═══ Records to process

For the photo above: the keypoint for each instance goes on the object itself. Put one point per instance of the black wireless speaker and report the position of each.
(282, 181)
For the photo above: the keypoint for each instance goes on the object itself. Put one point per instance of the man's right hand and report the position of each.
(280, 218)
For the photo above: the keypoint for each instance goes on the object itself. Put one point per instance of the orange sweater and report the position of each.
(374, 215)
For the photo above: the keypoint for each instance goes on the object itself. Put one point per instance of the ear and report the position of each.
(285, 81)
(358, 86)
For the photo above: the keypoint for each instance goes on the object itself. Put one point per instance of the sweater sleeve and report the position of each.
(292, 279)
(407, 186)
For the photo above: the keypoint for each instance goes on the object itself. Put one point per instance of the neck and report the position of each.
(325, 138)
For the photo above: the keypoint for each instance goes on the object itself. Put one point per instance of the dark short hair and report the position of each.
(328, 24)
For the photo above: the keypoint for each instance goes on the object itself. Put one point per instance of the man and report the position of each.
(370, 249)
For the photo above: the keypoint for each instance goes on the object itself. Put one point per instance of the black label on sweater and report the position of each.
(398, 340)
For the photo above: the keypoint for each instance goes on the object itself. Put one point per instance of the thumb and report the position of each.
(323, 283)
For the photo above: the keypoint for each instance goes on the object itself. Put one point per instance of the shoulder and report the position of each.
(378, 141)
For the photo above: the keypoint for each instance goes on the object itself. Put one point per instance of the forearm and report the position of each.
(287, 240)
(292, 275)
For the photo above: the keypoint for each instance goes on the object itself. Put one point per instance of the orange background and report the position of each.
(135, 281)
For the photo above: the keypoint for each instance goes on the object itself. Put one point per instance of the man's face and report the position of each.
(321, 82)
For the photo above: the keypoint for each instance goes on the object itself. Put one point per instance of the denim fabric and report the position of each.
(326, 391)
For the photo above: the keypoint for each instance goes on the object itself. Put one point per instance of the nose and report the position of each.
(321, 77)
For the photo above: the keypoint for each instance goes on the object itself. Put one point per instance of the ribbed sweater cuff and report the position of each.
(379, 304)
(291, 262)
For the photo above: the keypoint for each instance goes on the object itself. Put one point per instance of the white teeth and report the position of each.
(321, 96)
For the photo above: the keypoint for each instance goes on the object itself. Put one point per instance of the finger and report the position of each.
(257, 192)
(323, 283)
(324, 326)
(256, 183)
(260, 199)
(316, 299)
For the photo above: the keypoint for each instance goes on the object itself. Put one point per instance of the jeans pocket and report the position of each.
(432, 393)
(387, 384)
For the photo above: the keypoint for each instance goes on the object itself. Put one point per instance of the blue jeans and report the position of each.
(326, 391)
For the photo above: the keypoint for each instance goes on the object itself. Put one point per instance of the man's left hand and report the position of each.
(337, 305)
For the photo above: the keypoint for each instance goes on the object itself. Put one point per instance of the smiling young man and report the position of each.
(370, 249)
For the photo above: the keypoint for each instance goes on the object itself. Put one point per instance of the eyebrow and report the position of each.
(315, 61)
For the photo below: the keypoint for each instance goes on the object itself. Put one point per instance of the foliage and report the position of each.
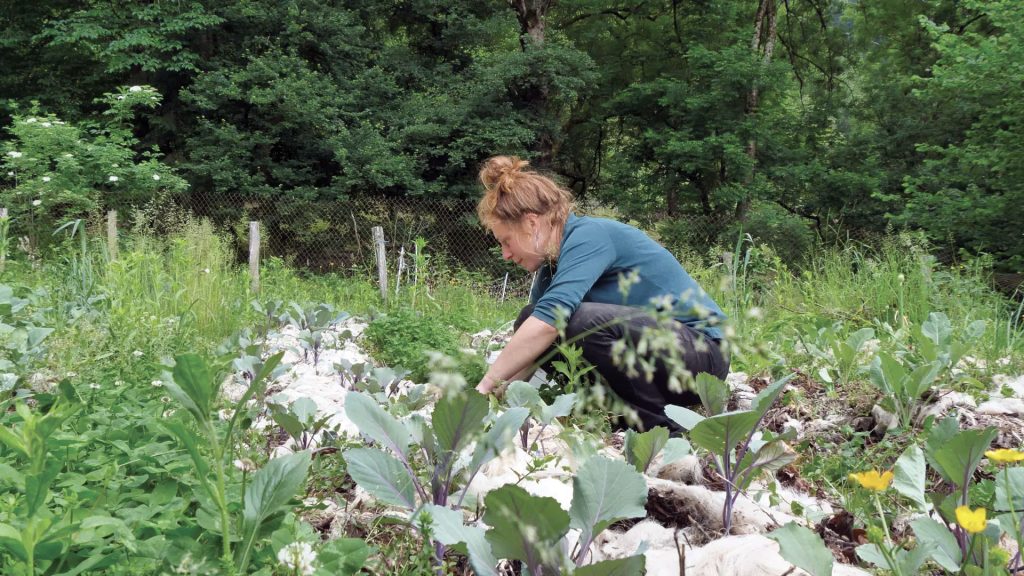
(403, 337)
(60, 170)
(739, 449)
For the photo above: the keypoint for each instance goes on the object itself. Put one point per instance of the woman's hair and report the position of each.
(511, 192)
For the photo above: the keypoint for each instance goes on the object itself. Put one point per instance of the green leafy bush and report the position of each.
(57, 170)
(402, 337)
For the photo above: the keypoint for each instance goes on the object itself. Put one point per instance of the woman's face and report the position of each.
(520, 242)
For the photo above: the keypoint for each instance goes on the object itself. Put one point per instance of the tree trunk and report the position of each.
(530, 15)
(763, 43)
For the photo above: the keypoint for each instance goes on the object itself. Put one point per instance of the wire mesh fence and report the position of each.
(336, 236)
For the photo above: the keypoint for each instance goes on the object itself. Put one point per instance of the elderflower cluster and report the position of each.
(298, 558)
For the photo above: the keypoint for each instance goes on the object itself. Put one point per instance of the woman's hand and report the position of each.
(529, 341)
(486, 385)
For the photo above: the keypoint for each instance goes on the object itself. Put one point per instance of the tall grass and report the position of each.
(896, 283)
(178, 291)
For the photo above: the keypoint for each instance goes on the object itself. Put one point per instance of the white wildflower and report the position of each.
(298, 558)
(245, 464)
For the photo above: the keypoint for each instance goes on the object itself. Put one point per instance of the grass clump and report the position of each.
(403, 337)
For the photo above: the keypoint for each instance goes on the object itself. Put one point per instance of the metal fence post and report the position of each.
(112, 234)
(254, 255)
(381, 261)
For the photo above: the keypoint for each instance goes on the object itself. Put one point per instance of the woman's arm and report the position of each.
(528, 342)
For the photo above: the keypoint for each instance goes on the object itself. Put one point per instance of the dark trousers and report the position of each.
(602, 325)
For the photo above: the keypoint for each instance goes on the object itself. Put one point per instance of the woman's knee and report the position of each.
(523, 315)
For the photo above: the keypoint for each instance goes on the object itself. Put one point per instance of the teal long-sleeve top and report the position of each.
(595, 253)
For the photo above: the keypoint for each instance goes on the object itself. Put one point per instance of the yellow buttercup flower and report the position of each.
(1005, 455)
(872, 480)
(972, 521)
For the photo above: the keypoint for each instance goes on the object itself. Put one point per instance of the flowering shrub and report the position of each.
(57, 170)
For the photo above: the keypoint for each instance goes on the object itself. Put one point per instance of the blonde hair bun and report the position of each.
(511, 192)
(500, 172)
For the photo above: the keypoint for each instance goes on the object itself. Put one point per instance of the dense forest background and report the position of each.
(802, 120)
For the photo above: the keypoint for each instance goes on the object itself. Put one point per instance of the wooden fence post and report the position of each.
(254, 255)
(4, 222)
(381, 261)
(112, 234)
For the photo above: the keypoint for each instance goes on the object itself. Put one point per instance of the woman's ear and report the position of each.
(531, 223)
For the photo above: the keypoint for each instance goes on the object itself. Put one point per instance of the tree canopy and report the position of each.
(822, 115)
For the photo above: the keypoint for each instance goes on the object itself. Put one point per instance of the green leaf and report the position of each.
(714, 393)
(192, 384)
(270, 488)
(641, 448)
(910, 561)
(37, 486)
(605, 491)
(524, 527)
(190, 443)
(304, 410)
(921, 379)
(937, 328)
(803, 548)
(498, 438)
(522, 395)
(958, 457)
(888, 374)
(287, 420)
(770, 457)
(450, 530)
(720, 435)
(376, 422)
(36, 336)
(945, 550)
(629, 566)
(763, 401)
(10, 539)
(561, 406)
(1010, 490)
(872, 554)
(381, 475)
(676, 449)
(458, 417)
(13, 442)
(683, 416)
(909, 476)
(342, 557)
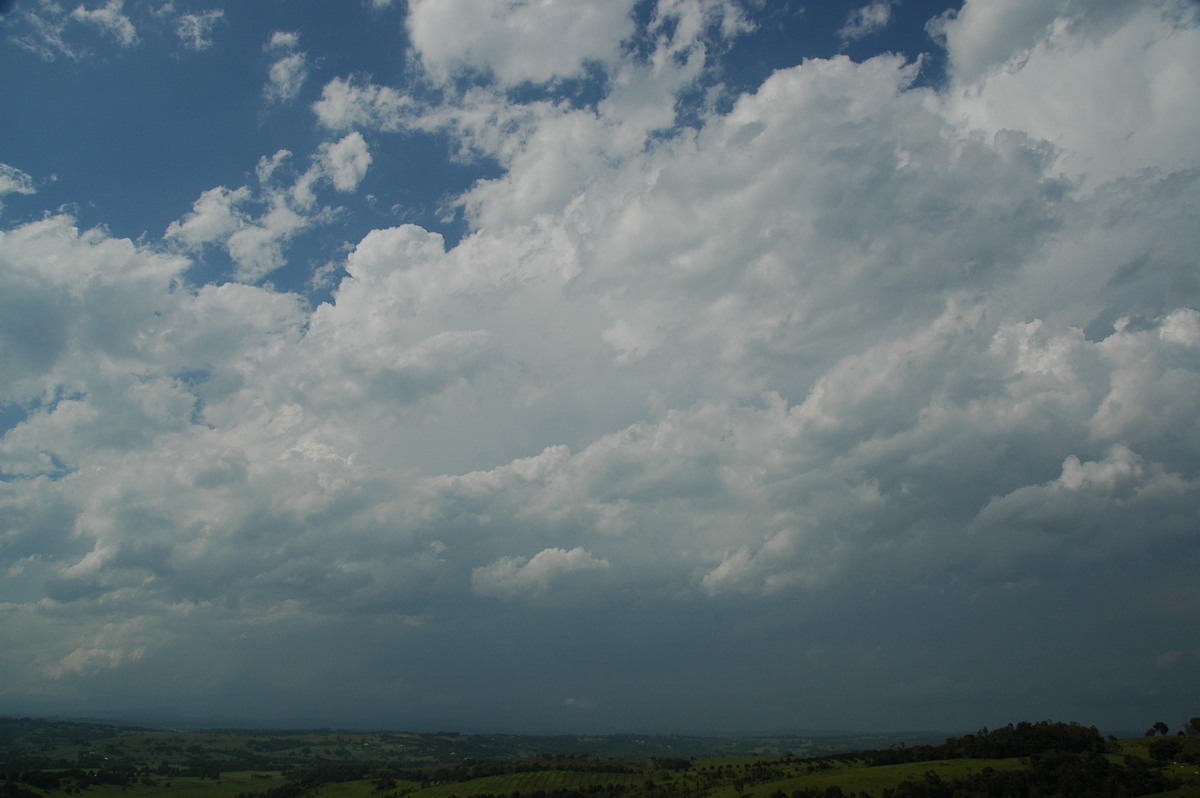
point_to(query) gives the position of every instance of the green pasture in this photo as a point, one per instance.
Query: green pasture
(859, 778)
(528, 783)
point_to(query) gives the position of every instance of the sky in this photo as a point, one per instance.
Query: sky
(601, 365)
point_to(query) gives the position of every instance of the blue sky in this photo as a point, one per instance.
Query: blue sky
(600, 365)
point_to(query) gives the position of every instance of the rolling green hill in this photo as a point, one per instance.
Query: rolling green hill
(43, 757)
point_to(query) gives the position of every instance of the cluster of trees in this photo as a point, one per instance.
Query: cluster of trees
(1191, 727)
(1053, 773)
(1023, 739)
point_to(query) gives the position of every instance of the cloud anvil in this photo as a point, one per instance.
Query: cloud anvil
(511, 352)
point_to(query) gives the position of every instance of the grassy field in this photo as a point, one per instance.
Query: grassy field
(97, 761)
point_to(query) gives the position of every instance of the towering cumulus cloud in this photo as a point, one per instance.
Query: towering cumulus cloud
(862, 396)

══════

All entries above are to be restated exactly, with every image omitted.

• Solved problem
For the photo above: the keypoint for each instance goes on the object itself. Put one point per instance of the black wireless speaker and report the position of each.
(282, 181)
For the photo above: the keypoint for each instance goes on the object itself. Put one point per instance of the man's right hand and report the position of each.
(280, 218)
For the photo above: the keypoint for each instance goes on the object itself. Put one point per instance of the orange sweater and report the position of each.
(374, 215)
For the photo above: the keypoint for each instance goes on the object itself. Put one point per instance of the ear and report the position of each.
(285, 81)
(358, 86)
For the photo above: the keypoint for each instance goes on the object itself. Put one point per instance of the sweater sleeve and report the position of each.
(292, 279)
(407, 186)
For the photo above: the keypoint for each instance goes on the object itself. Put one point per instance of the neck and report the position of each.
(325, 138)
For the photo above: the keypoint for each instance goes on the object itself. Put one point per instance of the dark short hair and report the position of each.
(328, 24)
For the photo above: the keypoint for each instance goes on the object itself. Put one point per instance of the man and report the position of each.
(370, 249)
For the photo above: the keypoint for each instance goes on the object itself. Put one point per instance of the black label on sweater and report the position of each.
(398, 340)
For the photo above: the keypoint for each instance goes on the object itself. Put one point per instance of the thumb and report the position of each.
(323, 283)
For the photo above: the keypoint for each instance goes on the object itself. Put one point per instance of the shoulder and report the position of each.
(378, 141)
For the photo above: the keypoint for each instance goes on the object itself. Put one point per instance of the forearm and report the position of each.
(287, 240)
(292, 275)
For the photo above: the keypoint for each instance goes on the object itself. Put one point per instance of the orange background and report the position of each.
(135, 281)
For the photo above: the keypoint for each instance goes on the object itself. Put one point per instance of the man's face and report the position of each.
(321, 82)
For the photo above: the keypoint for each instance goes on the object itself. Put one point per instance of the denim fabric and report the position of each.
(326, 391)
For the photo above: the keypoint for each instance goes on the object itself. Put one point per instance of the nose and report the position of each.
(321, 77)
For the photo above: the keypoint for each instance goes on the object itself. Put one point per instance of the ribbed sweater cuff and report the position of each.
(379, 304)
(291, 262)
For the photo above: the keypoint for each instance goes on the object itself. Put one point per instance of the white teeth and report the position of each.
(321, 96)
For the photo above: the keypoint for each instance goes on the object itself. Put one point per instance of the finger and report the position of each.
(257, 192)
(323, 283)
(324, 326)
(256, 183)
(260, 199)
(316, 299)
For the photo above: the keypoint for each instance goes on the object itself. Put one point per instance of the jeans pocket and report the position of each.
(432, 393)
(387, 384)
For the photo above: the keypoint for each instance goes on the object itself. Put one point per instance of the blue jeans and report the position of each.
(326, 391)
For the photo above: the keypoint for each instance goes on the object itself. Put one point per instance of the man's left hand and report the position of each.
(337, 305)
For the photo above: the keypoint for each instance goes on the object itself. Put one point per instance of the smiling young man and report the position of each.
(370, 249)
For the photo above: the keypoint for each instance goes on the object itself. Put one point per instance of the eyebrow and report the position of each.
(315, 61)
For the photo below: the keypoint for each instance goes on the object itself. Put one point per instance of the foliage and report the position of each.
(403, 337)
(60, 170)
(739, 449)
For the photo above: the keypoint for each instance goes on the object itself. Put one point per instance of the woman's hair and report the position of each.
(511, 192)
For the photo above: the keypoint for each instance goes on the object itself. Put one point per instance of the green leafy bush and report the position of each.
(57, 170)
(402, 337)
For the photo above: the keypoint for each instance goes on the object itself. Put one point per instance of the woman's face and report the position of each.
(520, 242)
For the photo above: the keypoint for each instance goes on the object itself. Put one point per instance of the tree trunk and report the position of each.
(530, 15)
(763, 43)
For the photo above: the keypoint for each instance goes on the object itself. Put one point per instance of the wire mesh fence and report the position of each.
(336, 236)
For the photo above: the keypoint for each instance goes on the object itself. Put one point per instance of the elderflower cluster and report the position of each.
(298, 558)
For the photo above: the keypoint for each instance goes on the object itself. Put one point per instance of the woman's hand and report the position of each.
(529, 341)
(486, 385)
For the photo above: the keypoint for each instance goes on the object itself. Put one point per instance of the tall grass and report the position of each.
(896, 283)
(178, 291)
For the photo above: the keypoint for each instance goes on the object itself. Put one point per instance of the white wildflower and report the position of each.
(298, 558)
(245, 464)
For the photo above: the keypoint for each instance goes on the object itself. Put one point per instance of the grass clump and report the position of each.
(403, 337)
For the photo above: the keypoint for each instance goes on the object itself. Put one point per instance of the metal fence post and report the position of each.
(112, 234)
(254, 255)
(381, 261)
For the photo above: the keypoint for each instance goes on the object itself. Put one point per instance of the woman's arm and report the position of each.
(528, 342)
For the photo above: the keypoint for each instance goes on the object itself. Put one point per instance of the dark trousers and report the position of each.
(602, 325)
For the photo above: the keypoint for each instance goes on the object itself. Put one point per instance of the woman's knee and report the position of each.
(523, 315)
For the photo above: the keypoint for each instance goes on the object itself. Put one point per instance of the teal long-sleeve top and report the position of each.
(595, 253)
For the photo above: the keypoint for each instance goes on the object itself. Put one point per instance of the yellow buttercup flower and report the position of each.
(1005, 455)
(872, 480)
(972, 521)
For the photo above: the keypoint for each instance goes on the object itself. Put one point per instance of the flowering shrub and report the position of each.
(57, 170)
For the photo above: the keypoint for each instance goes on the object itself. Put one point per instance of the blonde hair bun and report the position of each.
(511, 192)
(500, 172)
For the photo above: the keypoint for each instance goes on the object itself. Put one point per instance of the dense forest background and report the position of each.
(802, 120)
For the photo above: the keypoint for each instance goes on the object itself. Put one point per instance of the wooden fence post and report the position of each.
(254, 255)
(4, 222)
(381, 261)
(112, 234)
For the photo above: the keypoint for each instance goes on the object itself. Put one point per instance of the woman's ear and report the position of each.
(531, 223)
For the photo above: the keypoint for each instance goes on the object itself. Put one point per instance of the tree canopy and report the position of each.
(822, 115)
For the photo above: the keypoint for each instance goes on the object itself. Put one point per instance of the green leaf and report the position of each.
(714, 393)
(192, 384)
(270, 488)
(641, 448)
(910, 561)
(37, 486)
(605, 491)
(524, 527)
(190, 443)
(304, 410)
(921, 379)
(937, 328)
(803, 548)
(498, 438)
(522, 395)
(958, 457)
(888, 374)
(287, 420)
(770, 457)
(450, 530)
(720, 435)
(376, 422)
(36, 336)
(945, 550)
(629, 566)
(763, 401)
(10, 539)
(561, 406)
(1010, 490)
(872, 554)
(381, 475)
(676, 449)
(458, 417)
(13, 442)
(683, 416)
(909, 476)
(342, 557)
point_to(query) gives the position of every instance of the green pasture in this photo as a point, one per instance.
Query: green pasture
(859, 778)
(528, 783)
point_to(query) gives the position of every instance of the sky in this photo as a point, one per instance.
Query: sky
(601, 365)
point_to(query) gives the position of every instance of the blue sky in this photo as a point, one per instance.
Query: blue sky
(600, 365)
point_to(query) gives the position of every instance of the rolling green hill in this photo as a point, one per instance.
Query: rolling green hill
(43, 757)
point_to(query) gives the position of every instance of the cluster of trees in this photo as a point, one per instance.
Query: cluster of trees
(1191, 727)
(1053, 773)
(1023, 739)
point_to(query) gives the position of every instance of the cloud anvil in this photo as a point, one per instance.
Query: cloud anvil
(511, 352)
point_to(query) gives the position of every instance of the grassy field in this photo as a point, one per instance.
Query: grassy field
(97, 761)
point_to(query) gives the position of every instance of the towering cumulus cloud in this photo as a point, one per instance.
Query: towering cumulus cloud
(862, 396)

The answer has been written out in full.